| Work to do |
Everything in the data should be repeated exactly, save for the images.

| Raw records |
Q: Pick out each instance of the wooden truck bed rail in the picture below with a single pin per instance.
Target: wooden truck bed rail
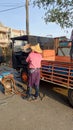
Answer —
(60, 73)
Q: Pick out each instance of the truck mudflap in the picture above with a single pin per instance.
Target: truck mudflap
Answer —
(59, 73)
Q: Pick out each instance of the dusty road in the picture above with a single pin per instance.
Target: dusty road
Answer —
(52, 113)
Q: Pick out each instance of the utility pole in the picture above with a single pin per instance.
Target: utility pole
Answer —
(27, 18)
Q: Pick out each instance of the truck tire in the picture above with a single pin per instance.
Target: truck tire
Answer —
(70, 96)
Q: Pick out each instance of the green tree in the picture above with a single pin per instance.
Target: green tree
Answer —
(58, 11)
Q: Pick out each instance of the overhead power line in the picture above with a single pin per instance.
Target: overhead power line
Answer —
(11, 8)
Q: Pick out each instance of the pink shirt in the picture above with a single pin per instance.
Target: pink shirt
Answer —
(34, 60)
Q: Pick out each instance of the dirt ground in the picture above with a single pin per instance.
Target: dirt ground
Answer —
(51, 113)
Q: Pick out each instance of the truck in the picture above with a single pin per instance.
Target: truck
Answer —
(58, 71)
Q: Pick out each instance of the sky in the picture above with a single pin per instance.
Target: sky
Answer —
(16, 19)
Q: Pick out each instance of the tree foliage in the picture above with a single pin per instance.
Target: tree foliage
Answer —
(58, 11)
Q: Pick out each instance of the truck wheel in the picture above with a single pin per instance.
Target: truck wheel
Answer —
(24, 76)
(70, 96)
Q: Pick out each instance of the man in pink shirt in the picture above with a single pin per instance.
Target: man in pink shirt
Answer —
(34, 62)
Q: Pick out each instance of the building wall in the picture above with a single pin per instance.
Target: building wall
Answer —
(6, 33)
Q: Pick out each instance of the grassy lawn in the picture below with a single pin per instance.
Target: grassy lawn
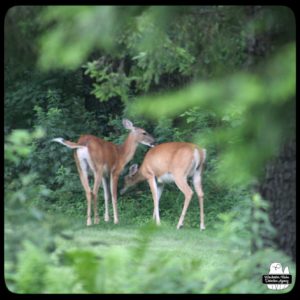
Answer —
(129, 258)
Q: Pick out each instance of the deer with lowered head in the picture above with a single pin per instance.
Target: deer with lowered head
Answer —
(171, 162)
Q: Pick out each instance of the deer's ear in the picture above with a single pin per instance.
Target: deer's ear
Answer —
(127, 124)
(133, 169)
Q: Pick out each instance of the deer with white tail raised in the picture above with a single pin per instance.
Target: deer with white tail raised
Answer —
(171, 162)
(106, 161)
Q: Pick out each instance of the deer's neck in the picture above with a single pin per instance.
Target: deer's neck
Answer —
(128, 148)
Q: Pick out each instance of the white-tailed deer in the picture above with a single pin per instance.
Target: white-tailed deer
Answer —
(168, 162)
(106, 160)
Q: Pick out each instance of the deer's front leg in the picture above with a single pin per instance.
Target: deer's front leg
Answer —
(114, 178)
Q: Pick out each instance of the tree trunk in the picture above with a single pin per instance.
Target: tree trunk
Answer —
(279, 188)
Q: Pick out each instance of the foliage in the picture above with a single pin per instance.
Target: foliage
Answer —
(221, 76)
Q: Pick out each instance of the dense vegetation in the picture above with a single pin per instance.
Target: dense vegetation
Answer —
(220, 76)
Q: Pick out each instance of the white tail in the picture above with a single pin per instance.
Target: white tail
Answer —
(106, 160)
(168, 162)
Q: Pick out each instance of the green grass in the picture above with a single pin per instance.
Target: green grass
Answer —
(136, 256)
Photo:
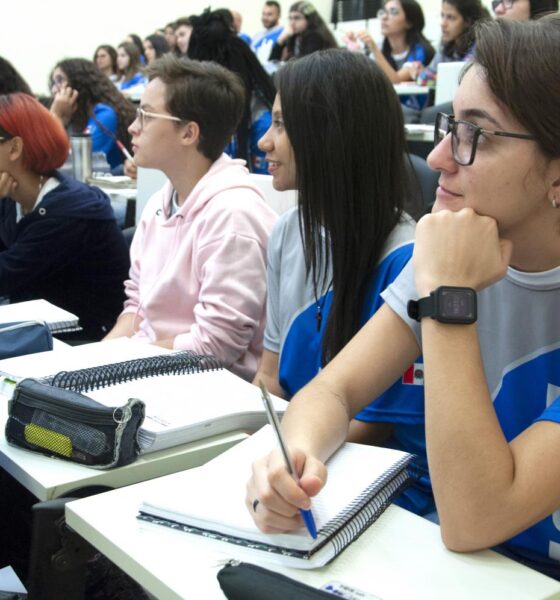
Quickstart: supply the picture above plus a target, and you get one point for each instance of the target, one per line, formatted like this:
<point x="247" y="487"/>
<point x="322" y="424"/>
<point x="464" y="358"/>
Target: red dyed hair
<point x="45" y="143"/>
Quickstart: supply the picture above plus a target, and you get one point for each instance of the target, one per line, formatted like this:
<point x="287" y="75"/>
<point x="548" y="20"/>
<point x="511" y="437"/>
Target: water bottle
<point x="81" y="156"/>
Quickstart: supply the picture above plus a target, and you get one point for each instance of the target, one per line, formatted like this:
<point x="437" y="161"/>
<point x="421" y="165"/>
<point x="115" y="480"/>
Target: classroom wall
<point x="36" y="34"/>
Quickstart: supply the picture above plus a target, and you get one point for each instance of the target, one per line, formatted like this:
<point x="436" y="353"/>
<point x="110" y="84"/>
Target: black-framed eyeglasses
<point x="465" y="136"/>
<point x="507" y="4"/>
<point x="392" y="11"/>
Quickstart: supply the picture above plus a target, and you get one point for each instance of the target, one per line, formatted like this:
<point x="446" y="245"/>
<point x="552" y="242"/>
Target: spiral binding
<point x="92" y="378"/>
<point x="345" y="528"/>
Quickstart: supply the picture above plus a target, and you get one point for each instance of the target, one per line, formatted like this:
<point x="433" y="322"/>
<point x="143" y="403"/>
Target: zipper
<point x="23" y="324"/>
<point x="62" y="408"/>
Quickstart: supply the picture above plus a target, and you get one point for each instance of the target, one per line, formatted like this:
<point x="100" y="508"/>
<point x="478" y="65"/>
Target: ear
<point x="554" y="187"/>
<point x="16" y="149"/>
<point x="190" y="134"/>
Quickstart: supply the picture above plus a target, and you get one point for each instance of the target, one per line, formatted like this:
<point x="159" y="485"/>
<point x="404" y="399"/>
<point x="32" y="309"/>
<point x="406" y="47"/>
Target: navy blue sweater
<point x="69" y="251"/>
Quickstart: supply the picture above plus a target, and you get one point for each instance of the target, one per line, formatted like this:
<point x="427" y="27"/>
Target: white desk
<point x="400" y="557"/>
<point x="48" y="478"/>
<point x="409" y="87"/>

| Finished task |
Q: Pick out each instance of the wooden truck bed rail in the picture below with a single pin per instance.
Target: wooden truck bed rail
Answer —
(60, 73)
Q: Pick out each instance of the truck mudflap in the picture above with a single pin per instance.
Target: truck mudflap
Answer —
(59, 73)
Q: Pick out each instance of the dusty road in the picture above with a single pin per instance.
Target: dusty road
Answer —
(52, 113)
Q: Pick out each instance of the utility pole in the picture above with a single pin per instance.
Target: utility pole
Answer —
(27, 18)
Q: Pick out each instance of the truck tire in the picture above with a single pin per instance.
Target: truck tire
Answer —
(70, 96)
Q: Pick out each instance of the green tree in the picture above with a single pin per instance.
Target: green tree
Answer —
(58, 11)
Q: Pick out each instance of the overhead power line in the picture above with a single pin per instance.
Target: overhead power line
Answer —
(11, 8)
Q: Pick out each instance of the pink shirt in the picture above with a single pin per instance.
Target: pink shirt
Answer —
(34, 60)
Q: Pick out each instance of the dirt ground in the picture above with a single pin per instance.
Target: dirt ground
Answer —
(51, 113)
Q: Pick out each instance of the truck in the picture above with a single pin per instance.
Target: truck
Answer —
(58, 71)
Q: Pick out each instance of the sky in the picture above with a single pin per instance.
Target: sky
Answer —
(16, 19)
Q: Pick out each instance of the tree foliage in the picture above with a single pin per instance.
Target: tree foliage
Answer —
(58, 11)
Q: Pick out each instance of the truck wheel in the picture above with a single pin per instance.
Target: truck wheel
Answer —
(24, 76)
(70, 96)
Q: Pick out each instance of the man in pink shirt in the picture above with a single pin per instance.
Target: man in pink shirt
Answer —
(34, 62)
Q: Pick out each instance of the building wall in the picture above with a single pin per instance.
Target: building wall
Answer —
(6, 33)
Q: Pick out each instance of the grassy lawn in the picture below with a single pin per instance.
Target: grassy lawn
Answer —
(129, 258)
Q: Pick out each instance of the deer with lowered head in the picture above with a single pin per instance.
Target: deer with lowered head
Answer —
(171, 162)
Q: Pick out each instance of the deer's ear in the picture above with a single pin per instance.
Target: deer's ear
Answer —
(127, 124)
(133, 169)
Q: Pick out each instance of the deer with white tail raised in the picture above with a single pin per instance.
Target: deer with white tail raised
Answer —
(171, 162)
(106, 161)
Q: Pick out each instance of the deer's neck in the picture above with a single pin per instance.
Target: deer's neck
Answer —
(128, 148)
Q: Pick out each instance of the white-tailed deer in the picture above with a single pin per instance.
Target: white-tailed deer
Answer —
(168, 162)
(106, 160)
Q: Pick out each instance of the deer's front leg in the picture above with a single pin per instance.
Target: deer's front leg
Answer —
(114, 178)
Q: Pick out each instance of the tree trunk in the picture above with a single pin per instance.
Target: tree trunk
Answer —
(279, 188)
Q: Pick out each instance of the foliage in the picture above with a single pin per instance.
Target: foliage
Answer —
(221, 76)
Q: Pick out each instance of the dense vegetation in the picture above with a single pin per instance.
Target: dense vegetation
Answer —
(220, 76)
Q: Pick out each instance of the white tail in the picture above with a single pin per instance.
Target: white tail
Answer —
(106, 160)
(168, 162)
Q: Pick out each instance of the green grass in the picture above with a single pin per instance.
Target: green grass
Answer —
(136, 256)
Photo:
Quickstart: supply the picture above plus a target, and you get one point for each instance of the target, one per line, formatted like this:
<point x="247" y="487"/>
<point x="322" y="424"/>
<point x="464" y="358"/>
Target: red dyed hair
<point x="45" y="143"/>
Quickstart: supply the picture above plus a target, and you get one point for each instance of the target, one per line, formatted like this:
<point x="287" y="75"/>
<point x="548" y="20"/>
<point x="511" y="437"/>
Target: water bottle
<point x="81" y="156"/>
Quickstart: supply the picture above plus a target, and you get one point for each instance of the target, one per line, formatted like this:
<point x="437" y="161"/>
<point x="421" y="165"/>
<point x="115" y="480"/>
Target: classroom wall
<point x="36" y="34"/>
Quickstart: supply the picture above plus a target, and you get one point for each instance of the target, one per line, formatted like this:
<point x="436" y="353"/>
<point x="110" y="84"/>
Target: black-framed eyeglasses
<point x="465" y="136"/>
<point x="507" y="4"/>
<point x="392" y="11"/>
Quickstart: supply the picture above plus a target, and you get one point for each instance of the target, one per line, formatted like this:
<point x="446" y="245"/>
<point x="552" y="242"/>
Target: spiral binding
<point x="92" y="378"/>
<point x="345" y="528"/>
Quickstart: supply the picture above plus a target, and you get one point for each instance of the target, one per line, formatted like this:
<point x="433" y="322"/>
<point x="143" y="403"/>
Target: zipper
<point x="23" y="324"/>
<point x="62" y="408"/>
Quickstart: supply the picture above plus a target, and you get one point for each instance of the target, one per line, formatted like this:
<point x="100" y="508"/>
<point x="478" y="65"/>
Target: ear
<point x="554" y="187"/>
<point x="16" y="149"/>
<point x="190" y="134"/>
Quickstart: supply the picture above plus a target, and you get one point for each instance of the target, one per line, formatted like this:
<point x="159" y="485"/>
<point x="404" y="399"/>
<point x="32" y="309"/>
<point x="406" y="47"/>
Target: navy blue sweater
<point x="69" y="251"/>
Quickstart: supply the picture above plus a target, and you get one point for each instance of the target, one per line, formatted like this:
<point x="427" y="27"/>
Target: white desk
<point x="400" y="557"/>
<point x="48" y="478"/>
<point x="409" y="87"/>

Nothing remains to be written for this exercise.